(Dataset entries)
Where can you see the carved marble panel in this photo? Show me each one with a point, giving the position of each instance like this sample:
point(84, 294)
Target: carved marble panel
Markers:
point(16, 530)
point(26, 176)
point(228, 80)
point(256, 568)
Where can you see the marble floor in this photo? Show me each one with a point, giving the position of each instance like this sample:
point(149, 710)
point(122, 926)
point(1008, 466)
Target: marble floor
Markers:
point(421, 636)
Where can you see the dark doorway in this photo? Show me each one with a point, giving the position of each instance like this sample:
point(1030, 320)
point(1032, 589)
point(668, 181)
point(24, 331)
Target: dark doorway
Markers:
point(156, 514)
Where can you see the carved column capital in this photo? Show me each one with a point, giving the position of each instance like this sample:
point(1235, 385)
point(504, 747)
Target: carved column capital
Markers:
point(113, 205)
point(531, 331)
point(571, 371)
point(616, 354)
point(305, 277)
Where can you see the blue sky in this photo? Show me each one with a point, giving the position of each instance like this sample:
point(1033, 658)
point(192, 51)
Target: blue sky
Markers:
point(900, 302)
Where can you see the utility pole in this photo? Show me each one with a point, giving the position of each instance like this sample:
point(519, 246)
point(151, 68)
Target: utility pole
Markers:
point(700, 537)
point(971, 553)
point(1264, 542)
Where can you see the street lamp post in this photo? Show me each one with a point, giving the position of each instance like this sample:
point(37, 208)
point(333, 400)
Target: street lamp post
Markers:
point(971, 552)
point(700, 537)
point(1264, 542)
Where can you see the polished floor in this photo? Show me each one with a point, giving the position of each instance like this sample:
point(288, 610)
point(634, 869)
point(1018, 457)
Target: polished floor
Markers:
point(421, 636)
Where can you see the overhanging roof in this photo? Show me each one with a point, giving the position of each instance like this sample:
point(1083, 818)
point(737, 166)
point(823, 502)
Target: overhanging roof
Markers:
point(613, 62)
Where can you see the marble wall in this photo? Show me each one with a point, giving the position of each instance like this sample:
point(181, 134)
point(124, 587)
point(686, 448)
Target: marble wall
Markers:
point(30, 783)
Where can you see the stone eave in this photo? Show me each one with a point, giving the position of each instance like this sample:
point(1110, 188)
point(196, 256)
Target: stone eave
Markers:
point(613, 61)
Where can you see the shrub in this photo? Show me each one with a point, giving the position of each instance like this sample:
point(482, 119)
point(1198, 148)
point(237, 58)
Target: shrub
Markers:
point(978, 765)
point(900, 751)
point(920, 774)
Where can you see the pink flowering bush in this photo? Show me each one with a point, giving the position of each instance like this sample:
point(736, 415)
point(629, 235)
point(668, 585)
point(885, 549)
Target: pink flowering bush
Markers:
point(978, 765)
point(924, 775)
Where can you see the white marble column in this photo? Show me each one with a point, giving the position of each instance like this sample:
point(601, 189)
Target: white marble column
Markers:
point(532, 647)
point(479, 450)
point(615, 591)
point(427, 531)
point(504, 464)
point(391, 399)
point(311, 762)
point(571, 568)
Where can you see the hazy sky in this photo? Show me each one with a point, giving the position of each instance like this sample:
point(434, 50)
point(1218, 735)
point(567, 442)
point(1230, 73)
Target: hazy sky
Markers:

## REQUIRED WORK
Which lines above include the string "stone"? Show them.

## SOLUTION
Where can you see the stone eave in this photo? Show me each one with a point, giving the position of each instance like this sample:
Target: stone eave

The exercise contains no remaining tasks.